**Problems**
1. In the fishing thread, during which month did stc1993's old boss go king salmon fishing in Alaska?
2. Retype everything in the fishing thread from "Yup, definitely a" down to "fish to catch.".

**Passage**
=-=-=

Looks like a blast fellas! That river looks absolutely stunning. BUT it looks like I need to teach all of y'all how to fillet fish!!


----------



## stc1993 (Nov 23, 2014)

Did a lamprey get that one fish? Pretty fish, no doubt about it. One of my old bosses use to go to Alaska king salmon fishing every July.

Those salmon roe are suppose to be good bait.


----------



## ThaFish (Feb 27, 2013)

stc1993 said:


> Did a lamprey get that one fish? Pretty fish, no doubt about it. One of my old bosses use to go to Alaska king salmon fishing every July.
> 
> Those salmon roe are suppose to be good bait.


Yup, definitely a lamprey that got to that salmon before I did. We actually found a dead one nearby. Creepy looking things for sure. I can't wait to go again. They really pull, they're a crazy fun fish to catch.


----------



## ThaFish (Feb 27, 2013)

WAReilly said:


> Looks like a blast fellas! That river looks absolutely stunning. BUT it looks like I need to teach all of y'all how to fillet fish!!


It was BEAUTIFUL man! Such an awesome place.

=-=-=

**Dataset excerpts**
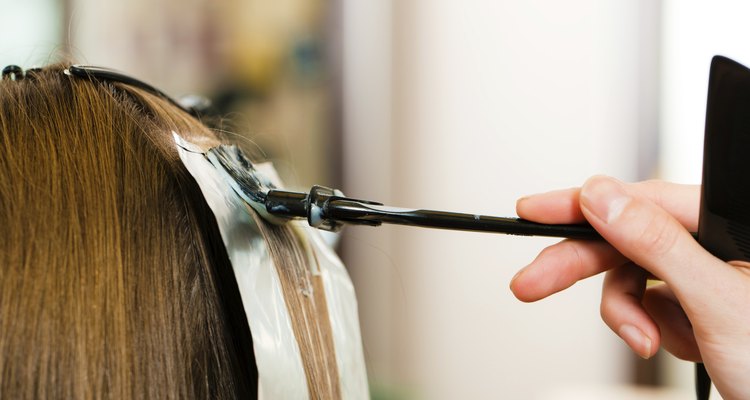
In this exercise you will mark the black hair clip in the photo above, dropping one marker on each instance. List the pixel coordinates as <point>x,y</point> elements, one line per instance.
<point>191,106</point>
<point>13,73</point>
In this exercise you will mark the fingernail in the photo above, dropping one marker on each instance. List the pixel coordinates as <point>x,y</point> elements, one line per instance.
<point>513,279</point>
<point>636,339</point>
<point>605,198</point>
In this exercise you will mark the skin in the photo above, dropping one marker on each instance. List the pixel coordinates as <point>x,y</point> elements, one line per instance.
<point>700,309</point>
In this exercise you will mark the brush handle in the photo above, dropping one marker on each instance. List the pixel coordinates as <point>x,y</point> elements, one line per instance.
<point>355,212</point>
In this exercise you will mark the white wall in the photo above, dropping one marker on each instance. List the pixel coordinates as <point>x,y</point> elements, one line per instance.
<point>693,32</point>
<point>484,101</point>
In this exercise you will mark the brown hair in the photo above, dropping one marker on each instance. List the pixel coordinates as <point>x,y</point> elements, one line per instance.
<point>114,281</point>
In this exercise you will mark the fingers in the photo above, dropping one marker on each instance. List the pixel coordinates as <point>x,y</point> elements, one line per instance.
<point>677,336</point>
<point>556,207</point>
<point>622,311</point>
<point>648,235</point>
<point>562,206</point>
<point>561,265</point>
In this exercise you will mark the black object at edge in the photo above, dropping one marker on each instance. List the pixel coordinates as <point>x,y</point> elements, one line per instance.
<point>724,219</point>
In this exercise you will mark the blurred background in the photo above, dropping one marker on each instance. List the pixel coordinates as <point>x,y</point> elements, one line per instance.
<point>441,104</point>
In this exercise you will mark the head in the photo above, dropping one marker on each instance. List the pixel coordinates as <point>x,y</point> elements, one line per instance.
<point>114,281</point>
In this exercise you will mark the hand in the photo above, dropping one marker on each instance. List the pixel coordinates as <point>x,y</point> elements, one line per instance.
<point>701,311</point>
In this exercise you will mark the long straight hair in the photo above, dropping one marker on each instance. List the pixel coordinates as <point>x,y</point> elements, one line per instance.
<point>114,281</point>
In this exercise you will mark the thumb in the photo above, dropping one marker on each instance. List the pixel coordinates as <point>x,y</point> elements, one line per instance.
<point>648,235</point>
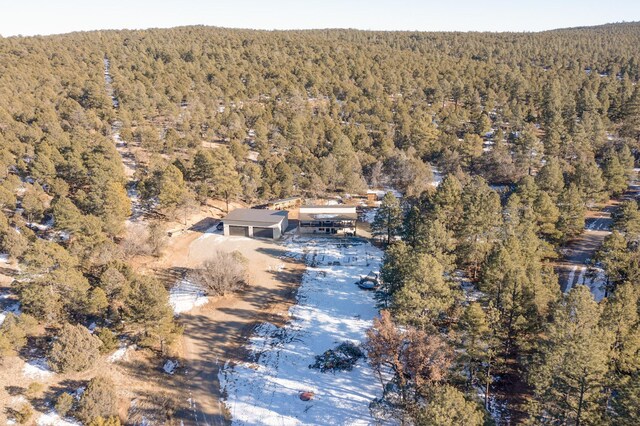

=-=-=

**Exercise answers**
1. Every July.

2.
Yup, definitely a lamprey that got to that salmon before I did. We actually found a dead one nearby. Creepy looking things for sure. I can't wait to go again. They really pull, they're a crazy fun fish to catch.